[Opening Record extracts section]
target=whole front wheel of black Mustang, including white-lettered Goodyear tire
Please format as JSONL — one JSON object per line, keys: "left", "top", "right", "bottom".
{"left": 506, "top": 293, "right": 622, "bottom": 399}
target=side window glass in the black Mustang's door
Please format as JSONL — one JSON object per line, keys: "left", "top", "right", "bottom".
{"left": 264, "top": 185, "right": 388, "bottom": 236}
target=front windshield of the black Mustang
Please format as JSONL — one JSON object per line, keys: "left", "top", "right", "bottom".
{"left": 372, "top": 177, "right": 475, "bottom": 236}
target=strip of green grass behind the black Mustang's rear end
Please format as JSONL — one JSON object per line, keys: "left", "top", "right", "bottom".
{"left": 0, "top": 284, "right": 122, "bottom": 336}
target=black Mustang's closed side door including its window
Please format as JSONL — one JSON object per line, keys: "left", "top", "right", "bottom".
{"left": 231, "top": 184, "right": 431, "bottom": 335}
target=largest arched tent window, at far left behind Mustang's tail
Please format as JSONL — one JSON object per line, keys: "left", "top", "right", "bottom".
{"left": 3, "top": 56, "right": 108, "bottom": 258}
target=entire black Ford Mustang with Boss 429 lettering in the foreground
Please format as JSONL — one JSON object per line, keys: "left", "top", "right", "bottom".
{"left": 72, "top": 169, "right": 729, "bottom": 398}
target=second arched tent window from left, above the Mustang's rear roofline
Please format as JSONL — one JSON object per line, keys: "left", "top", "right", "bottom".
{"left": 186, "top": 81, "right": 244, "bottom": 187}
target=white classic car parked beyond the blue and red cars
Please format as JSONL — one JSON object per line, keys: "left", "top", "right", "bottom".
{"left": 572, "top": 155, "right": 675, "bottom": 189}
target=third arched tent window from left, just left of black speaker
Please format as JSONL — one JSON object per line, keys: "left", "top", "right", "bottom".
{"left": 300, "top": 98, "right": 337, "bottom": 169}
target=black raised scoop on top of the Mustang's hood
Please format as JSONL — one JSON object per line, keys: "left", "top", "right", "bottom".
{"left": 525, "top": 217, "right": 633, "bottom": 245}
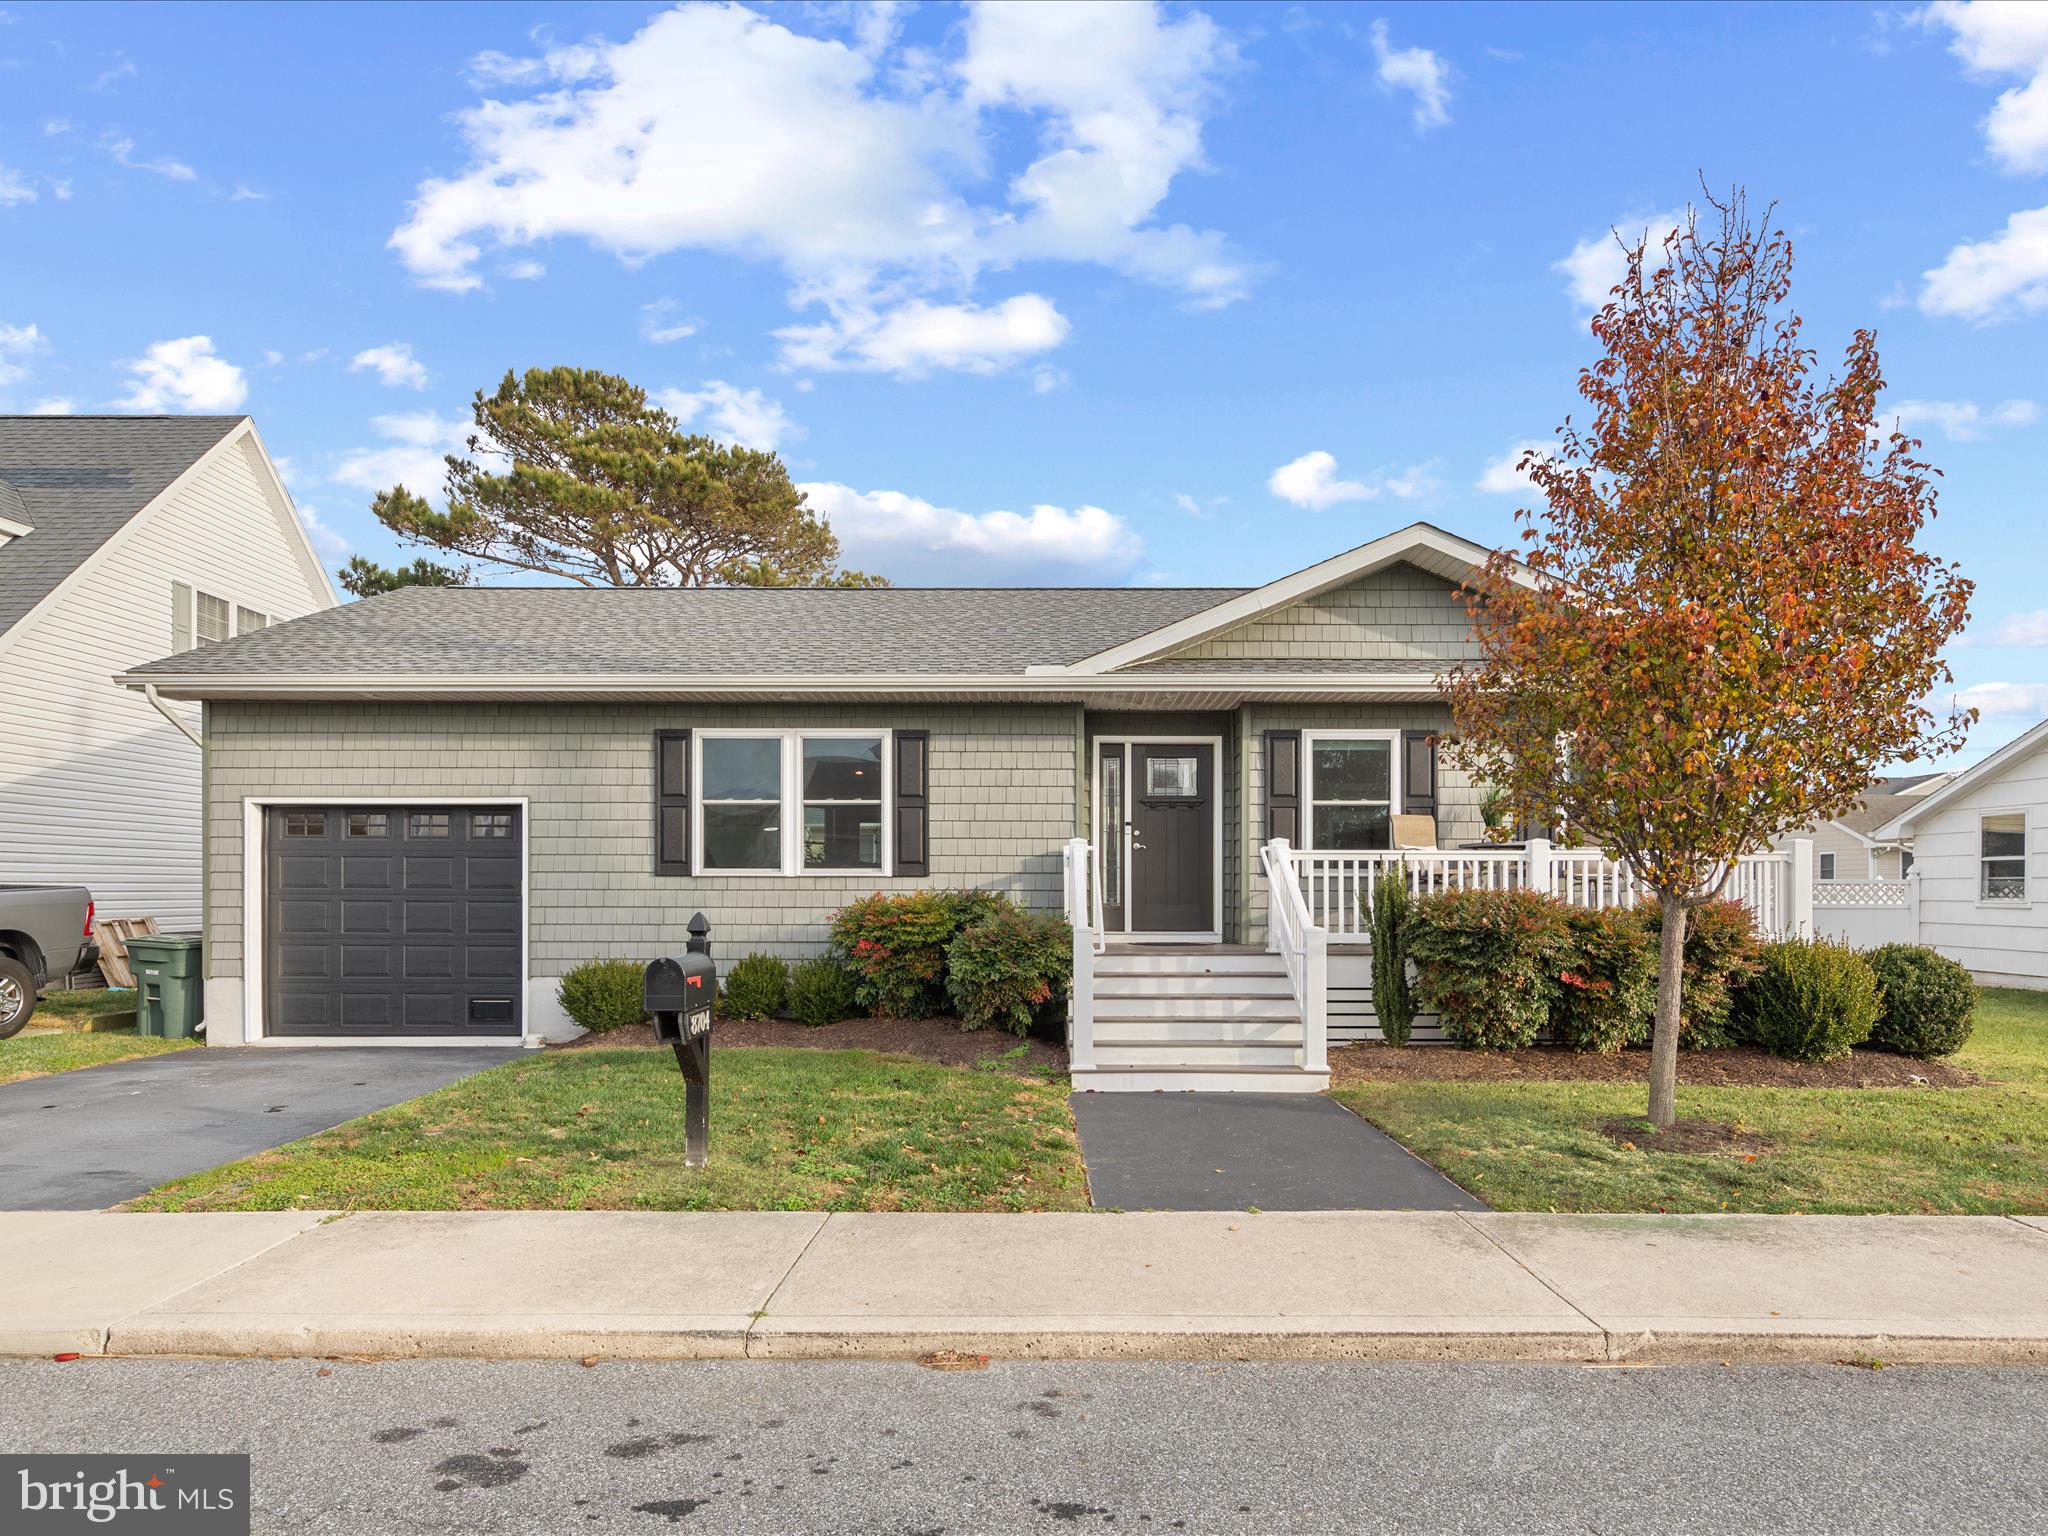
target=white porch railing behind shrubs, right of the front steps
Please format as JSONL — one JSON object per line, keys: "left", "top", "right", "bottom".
[Closing Record extracts section]
Exercise directions — Locate the word "white" in the entries, and copy every line where it is found.

Written solution —
target=whole front wheel of black Mustang, including white-lettered Goodyear tire
target=white classic car parked beyond the blue and red cars
target=white porch railing behind shrubs, right of the front steps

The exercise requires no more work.